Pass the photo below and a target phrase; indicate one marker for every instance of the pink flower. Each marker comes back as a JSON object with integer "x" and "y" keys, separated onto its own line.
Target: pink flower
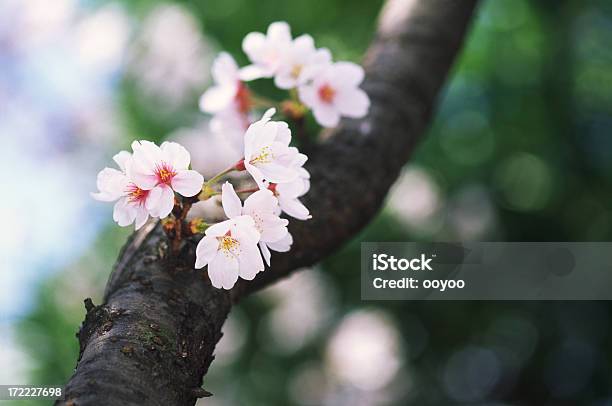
{"x": 115, "y": 185}
{"x": 265, "y": 51}
{"x": 299, "y": 62}
{"x": 262, "y": 206}
{"x": 163, "y": 171}
{"x": 228, "y": 93}
{"x": 334, "y": 92}
{"x": 267, "y": 154}
{"x": 230, "y": 250}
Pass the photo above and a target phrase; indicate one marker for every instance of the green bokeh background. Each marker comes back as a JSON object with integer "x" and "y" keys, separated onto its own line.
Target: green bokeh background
{"x": 520, "y": 146}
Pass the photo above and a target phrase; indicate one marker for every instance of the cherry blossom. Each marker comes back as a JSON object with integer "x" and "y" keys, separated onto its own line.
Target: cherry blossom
{"x": 262, "y": 206}
{"x": 230, "y": 250}
{"x": 162, "y": 171}
{"x": 265, "y": 51}
{"x": 334, "y": 92}
{"x": 228, "y": 91}
{"x": 267, "y": 154}
{"x": 300, "y": 62}
{"x": 115, "y": 185}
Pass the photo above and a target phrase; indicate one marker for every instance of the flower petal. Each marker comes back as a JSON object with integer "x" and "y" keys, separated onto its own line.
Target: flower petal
{"x": 122, "y": 158}
{"x": 160, "y": 201}
{"x": 282, "y": 245}
{"x": 250, "y": 261}
{"x": 223, "y": 271}
{"x": 294, "y": 208}
{"x": 224, "y": 69}
{"x": 206, "y": 251}
{"x": 219, "y": 229}
{"x": 124, "y": 213}
{"x": 112, "y": 184}
{"x": 217, "y": 98}
{"x": 142, "y": 215}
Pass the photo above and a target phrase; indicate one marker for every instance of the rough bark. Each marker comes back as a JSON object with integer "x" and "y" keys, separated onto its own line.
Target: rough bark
{"x": 152, "y": 340}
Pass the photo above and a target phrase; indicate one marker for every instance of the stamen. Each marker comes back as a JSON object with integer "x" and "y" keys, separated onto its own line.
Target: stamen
{"x": 136, "y": 194}
{"x": 327, "y": 93}
{"x": 164, "y": 173}
{"x": 243, "y": 98}
{"x": 265, "y": 156}
{"x": 296, "y": 70}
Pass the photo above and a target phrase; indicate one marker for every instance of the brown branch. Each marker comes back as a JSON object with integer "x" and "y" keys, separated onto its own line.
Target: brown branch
{"x": 151, "y": 341}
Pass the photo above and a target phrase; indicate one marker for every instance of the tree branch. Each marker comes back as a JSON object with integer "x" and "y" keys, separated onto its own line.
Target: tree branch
{"x": 152, "y": 340}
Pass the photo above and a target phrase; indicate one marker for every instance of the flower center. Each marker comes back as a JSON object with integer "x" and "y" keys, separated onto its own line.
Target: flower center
{"x": 164, "y": 173}
{"x": 136, "y": 195}
{"x": 265, "y": 156}
{"x": 327, "y": 93}
{"x": 229, "y": 245}
{"x": 243, "y": 98}
{"x": 296, "y": 70}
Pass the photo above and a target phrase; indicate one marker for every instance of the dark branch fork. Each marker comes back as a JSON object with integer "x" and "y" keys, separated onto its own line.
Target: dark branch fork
{"x": 152, "y": 340}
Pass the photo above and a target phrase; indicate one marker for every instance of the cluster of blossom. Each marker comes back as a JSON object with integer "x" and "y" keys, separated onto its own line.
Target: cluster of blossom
{"x": 156, "y": 181}
{"x": 330, "y": 89}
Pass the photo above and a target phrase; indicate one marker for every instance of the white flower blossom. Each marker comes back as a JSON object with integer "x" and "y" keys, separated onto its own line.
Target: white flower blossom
{"x": 163, "y": 171}
{"x": 334, "y": 92}
{"x": 262, "y": 206}
{"x": 230, "y": 250}
{"x": 228, "y": 92}
{"x": 265, "y": 51}
{"x": 267, "y": 154}
{"x": 114, "y": 185}
{"x": 300, "y": 62}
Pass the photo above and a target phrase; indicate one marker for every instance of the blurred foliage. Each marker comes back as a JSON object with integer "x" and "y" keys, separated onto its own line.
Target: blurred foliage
{"x": 524, "y": 122}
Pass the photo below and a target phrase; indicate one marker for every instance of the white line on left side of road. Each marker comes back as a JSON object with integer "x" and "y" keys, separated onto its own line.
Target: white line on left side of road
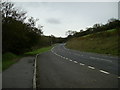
{"x": 104, "y": 72}
{"x": 75, "y": 62}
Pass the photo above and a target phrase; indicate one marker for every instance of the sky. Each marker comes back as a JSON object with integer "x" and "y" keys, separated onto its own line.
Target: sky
{"x": 59, "y": 17}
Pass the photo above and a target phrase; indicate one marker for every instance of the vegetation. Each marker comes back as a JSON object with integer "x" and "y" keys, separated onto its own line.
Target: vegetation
{"x": 38, "y": 51}
{"x": 9, "y": 59}
{"x": 20, "y": 35}
{"x": 105, "y": 42}
{"x": 111, "y": 24}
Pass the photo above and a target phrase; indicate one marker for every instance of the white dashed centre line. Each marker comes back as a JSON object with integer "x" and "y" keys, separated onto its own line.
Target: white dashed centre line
{"x": 82, "y": 64}
{"x": 104, "y": 72}
{"x": 91, "y": 67}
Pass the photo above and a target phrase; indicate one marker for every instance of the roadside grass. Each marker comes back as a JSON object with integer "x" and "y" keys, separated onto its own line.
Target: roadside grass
{"x": 38, "y": 51}
{"x": 103, "y": 42}
{"x": 9, "y": 58}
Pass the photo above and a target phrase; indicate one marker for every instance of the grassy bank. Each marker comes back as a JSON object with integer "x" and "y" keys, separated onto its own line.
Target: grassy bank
{"x": 38, "y": 51}
{"x": 9, "y": 58}
{"x": 102, "y": 42}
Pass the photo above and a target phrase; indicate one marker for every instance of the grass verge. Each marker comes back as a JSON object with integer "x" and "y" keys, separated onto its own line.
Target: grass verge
{"x": 38, "y": 51}
{"x": 102, "y": 42}
{"x": 9, "y": 58}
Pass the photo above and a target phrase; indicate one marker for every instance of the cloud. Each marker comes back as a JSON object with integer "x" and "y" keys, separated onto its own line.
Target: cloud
{"x": 53, "y": 21}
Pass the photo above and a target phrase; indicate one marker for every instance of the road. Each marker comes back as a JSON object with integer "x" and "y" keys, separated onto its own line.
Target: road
{"x": 65, "y": 68}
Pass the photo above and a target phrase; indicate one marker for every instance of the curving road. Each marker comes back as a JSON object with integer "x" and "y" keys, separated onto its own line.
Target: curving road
{"x": 65, "y": 68}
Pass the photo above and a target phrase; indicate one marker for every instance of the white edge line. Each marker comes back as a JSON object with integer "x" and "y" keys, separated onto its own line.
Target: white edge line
{"x": 34, "y": 72}
{"x": 104, "y": 72}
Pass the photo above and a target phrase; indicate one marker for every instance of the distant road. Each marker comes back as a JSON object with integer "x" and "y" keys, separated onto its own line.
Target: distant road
{"x": 65, "y": 68}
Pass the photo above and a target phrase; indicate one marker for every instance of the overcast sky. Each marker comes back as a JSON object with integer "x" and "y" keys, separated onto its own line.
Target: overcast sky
{"x": 59, "y": 17}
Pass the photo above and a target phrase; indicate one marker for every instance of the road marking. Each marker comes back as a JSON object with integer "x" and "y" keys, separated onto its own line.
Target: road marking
{"x": 104, "y": 72}
{"x": 91, "y": 67}
{"x": 75, "y": 62}
{"x": 82, "y": 64}
{"x": 67, "y": 58}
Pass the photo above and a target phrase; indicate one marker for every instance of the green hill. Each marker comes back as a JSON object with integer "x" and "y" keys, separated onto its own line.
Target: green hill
{"x": 105, "y": 42}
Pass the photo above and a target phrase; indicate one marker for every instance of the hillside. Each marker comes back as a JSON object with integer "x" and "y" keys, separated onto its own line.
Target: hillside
{"x": 105, "y": 42}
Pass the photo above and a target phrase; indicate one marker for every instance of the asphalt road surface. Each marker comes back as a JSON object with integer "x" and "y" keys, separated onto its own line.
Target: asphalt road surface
{"x": 66, "y": 68}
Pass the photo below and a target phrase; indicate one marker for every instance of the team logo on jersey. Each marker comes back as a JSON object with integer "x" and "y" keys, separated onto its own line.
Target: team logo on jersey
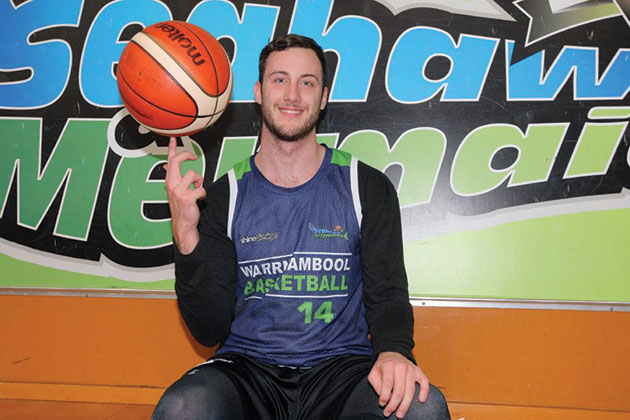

——

** YOUR ASSIGNMENT **
For every line of the records that has the word "logo" in it, make a copy.

** SOLUTION **
Pass the photo below and a target phrase; indicate one marker for every instance of the team logo on jersey. Each marker comes back as a JSON object with integer "x" and "y" keys, separated onto its own line.
Target: team logo on jersey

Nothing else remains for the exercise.